» **Exercise description**
Please reproduce every one of the entries below word for word, leaving the pictures out of your answer.
- - - - -
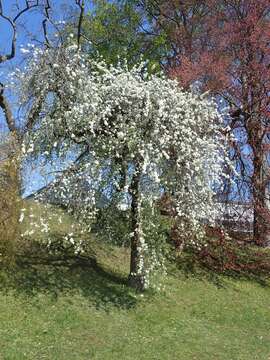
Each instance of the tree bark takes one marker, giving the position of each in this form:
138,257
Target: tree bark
261,224
136,275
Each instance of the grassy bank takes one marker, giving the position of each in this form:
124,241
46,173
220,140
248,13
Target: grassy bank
86,312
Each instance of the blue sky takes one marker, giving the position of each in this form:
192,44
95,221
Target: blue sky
29,31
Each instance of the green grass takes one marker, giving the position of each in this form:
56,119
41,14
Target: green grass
78,312
84,310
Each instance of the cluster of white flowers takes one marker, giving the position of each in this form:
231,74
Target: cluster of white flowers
119,118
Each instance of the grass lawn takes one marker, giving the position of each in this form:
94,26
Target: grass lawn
77,312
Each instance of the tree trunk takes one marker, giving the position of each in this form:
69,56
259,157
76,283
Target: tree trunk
136,275
261,227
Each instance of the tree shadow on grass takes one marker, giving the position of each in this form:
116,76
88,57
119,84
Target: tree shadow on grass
101,287
190,266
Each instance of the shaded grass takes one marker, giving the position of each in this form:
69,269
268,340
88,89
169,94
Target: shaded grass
86,311
81,308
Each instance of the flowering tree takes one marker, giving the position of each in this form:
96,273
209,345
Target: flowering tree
136,136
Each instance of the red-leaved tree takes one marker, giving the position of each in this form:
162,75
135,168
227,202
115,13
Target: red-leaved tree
224,47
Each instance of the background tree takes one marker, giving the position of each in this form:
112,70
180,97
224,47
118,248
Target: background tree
222,46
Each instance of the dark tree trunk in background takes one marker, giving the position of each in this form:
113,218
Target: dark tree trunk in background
136,276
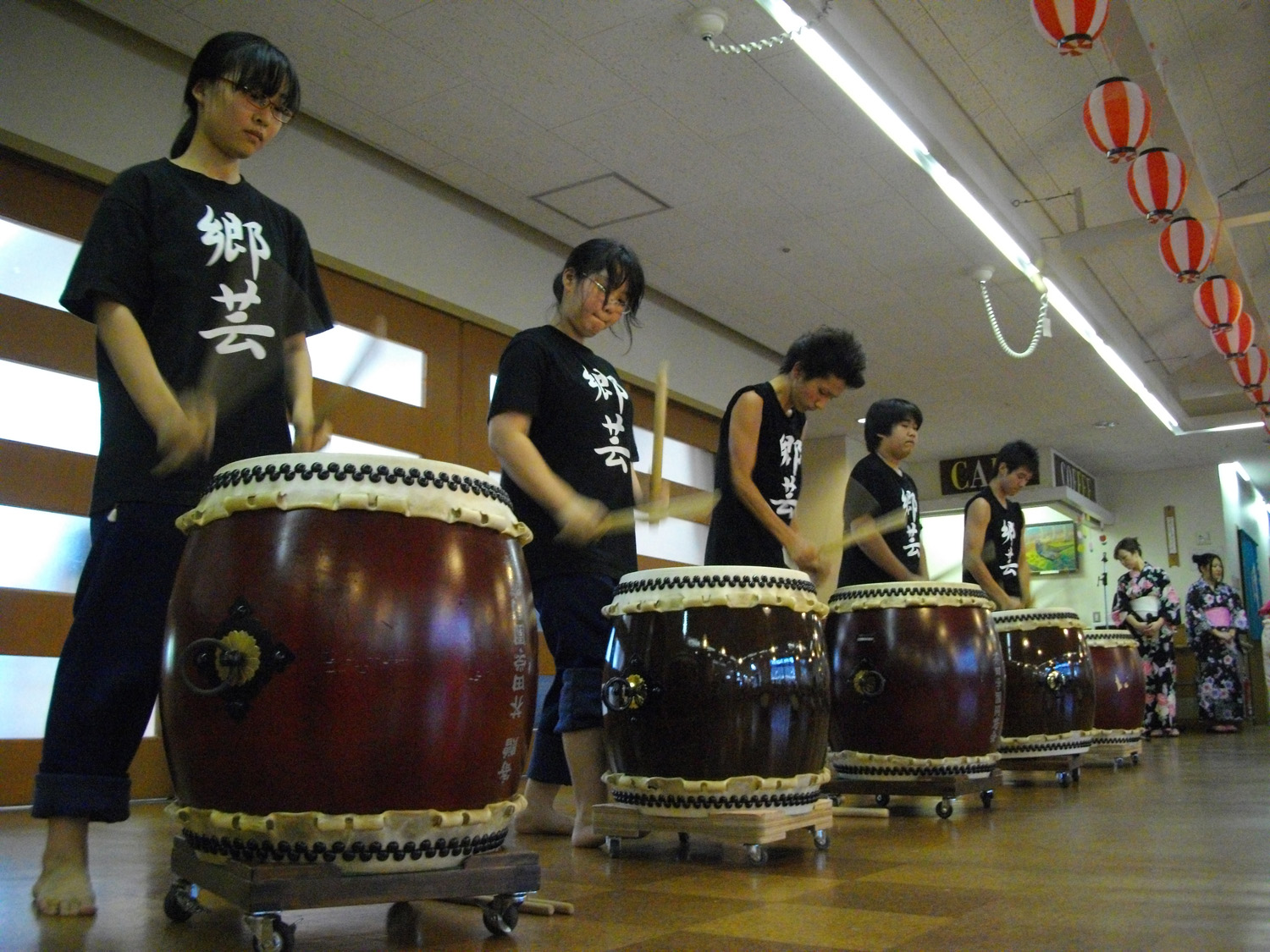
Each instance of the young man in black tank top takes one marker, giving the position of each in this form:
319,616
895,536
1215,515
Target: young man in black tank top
759,466
995,530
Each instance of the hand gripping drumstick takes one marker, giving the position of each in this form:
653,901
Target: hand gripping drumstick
888,522
380,327
654,484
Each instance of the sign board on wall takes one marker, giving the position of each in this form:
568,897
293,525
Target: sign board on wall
969,474
1068,474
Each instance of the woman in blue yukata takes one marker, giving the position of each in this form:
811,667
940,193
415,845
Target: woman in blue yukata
1214,621
1146,603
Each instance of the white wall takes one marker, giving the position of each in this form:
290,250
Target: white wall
99,96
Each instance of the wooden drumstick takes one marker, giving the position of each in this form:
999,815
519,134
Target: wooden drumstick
691,505
888,522
654,484
345,388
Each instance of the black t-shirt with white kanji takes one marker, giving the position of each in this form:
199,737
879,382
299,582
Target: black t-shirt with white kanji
736,536
1002,542
875,489
583,426
218,277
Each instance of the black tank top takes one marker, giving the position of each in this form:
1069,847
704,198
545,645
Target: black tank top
736,536
1002,542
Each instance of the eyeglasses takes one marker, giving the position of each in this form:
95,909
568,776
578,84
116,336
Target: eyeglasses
262,102
610,305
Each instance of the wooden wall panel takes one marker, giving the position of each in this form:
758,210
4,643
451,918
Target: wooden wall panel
38,477
431,431
45,337
46,197
19,761
33,624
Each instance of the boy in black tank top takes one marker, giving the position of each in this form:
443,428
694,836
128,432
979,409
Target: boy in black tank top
995,530
759,467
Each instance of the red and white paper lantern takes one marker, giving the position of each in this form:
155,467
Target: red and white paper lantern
1186,248
1157,182
1234,338
1218,301
1072,25
1250,370
1118,118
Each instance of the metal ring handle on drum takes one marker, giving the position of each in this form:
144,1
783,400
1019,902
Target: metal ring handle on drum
229,657
868,682
621,693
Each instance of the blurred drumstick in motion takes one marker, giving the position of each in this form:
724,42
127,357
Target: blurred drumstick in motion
- - - - -
» **Full solution**
Each instance of the tree bark takes one marker, giving the position of each in this form:
138,257
Target: tree bark
261,224
136,275
Each instance of the grassy bank takes one marker, giving the position of each in this form:
124,241
46,173
220,140
248,13
Target: grassy bank
86,312
Each instance of the blue sky takes one marker, giving the position of each in this form:
192,44
95,221
Target: blue sky
29,31
Each instance of the green grass takes one marker, giving the position of each in this form:
56,119
41,14
Target: green grass
78,312
84,310
Each instance of the cluster of white flowers takes one marker, giving the position of each in this form:
231,74
Target: cluster of white flowers
119,118
Each instance of the grass lawn takes one marker, giving the position of each in this form:
94,26
Target: grass lawn
77,312
Each instance of the tree trunk takes one marker, giving the position of each in this form:
69,56
259,157
76,283
Target: tree trunk
136,275
261,227
Each instance of the tree shadow on grass takes one marker, giving the position of each in this form:
116,76
88,57
119,84
Target: tree shadow on grass
101,287
190,266
Each instance of the shaded grass takes one marker, giving the position of each in this form:
69,269
268,340
88,89
169,94
Target: shaded grass
86,311
81,308
Each instance of the flowering tree takes one marker, giving the position of each in this form:
96,273
209,345
Target: flowering tree
136,136
Each instance of the red-leaved tree takes one marker, giving the position of each in this form:
162,75
135,168
227,202
115,13
Target: red-leaved tree
224,47
Each instance of the background tree takes one marker, giving the position of each in this form:
112,70
180,97
224,47
118,248
Target: background tree
222,46
Each instance of the dark tree trunk in background takes one marker, giving the position of each in this form:
113,218
Target: dark tree trunk in background
136,276
Each instance of the young man in black tank top takes one marker, giving the position of each in this form:
319,616
895,536
1215,515
Target: young man in black tank top
759,466
995,530
Each instance of the hand gripping drumstick takes one marker, giving the position of each in this form:
653,901
Target: hand gripping drumstick
888,522
380,327
654,484
Each instance of the sign board on wall takes one marker, giving the position of each in this form:
568,897
293,525
Target: sign board on wall
969,474
1068,474
Each instance of the woman in blue yukata takes one marker, giving the position of each in this form:
811,667
940,193
415,845
Target: woman in blue yukata
1214,621
1146,603
Each instance of the white wall takes one marker, giving the position of each in this form:
290,250
Target: white wall
99,96
Each instance of the wooden drumstick takes one marker, giving the position of each in this form:
999,815
519,134
Target: wooden drumstick
691,505
888,522
654,484
345,388
Each instance of the black t-shirt with white kanji takes one marker, giving the position of each in this form:
199,737
879,382
299,582
Target: black t-shirt with white kanji
736,536
1002,542
875,489
583,426
218,277
Each instance of the black tank top takes one marker, giving the position of each in this form:
1069,847
704,198
545,645
Target: black tank top
736,536
1002,542
Each instance of the eyeglasses takes one marker, giving the position of each in this form:
95,909
568,776
578,84
116,336
Target: eyeglasses
262,102
610,305
Each instance of the wooden wall panel takes one marker, giving the position of each in this form:
758,210
4,643
451,918
Target: wooden wall panel
38,477
431,431
45,337
46,197
19,761
33,624
Each instance of the boy in black tank top takes one marker, giving the position of each in this form:
443,428
694,836
128,432
979,409
Target: boy in black tank top
995,530
759,467
Each instance of the red and white paper lantern takes one marker, giving the position of each in this form:
155,467
Target: red and white paper lantern
1186,248
1157,182
1234,338
1218,301
1072,25
1250,370
1118,118
Each instance of the metal ring handle on drum takes one marker, giving the position of each in this form:
144,1
783,400
1019,902
Target: metal ring handle on drum
229,657
868,682
621,693
Each instance of the blurred drumstick in motion takes one marker, giving the position of each in this form:
724,42
127,357
Target: blurred drumstick in motion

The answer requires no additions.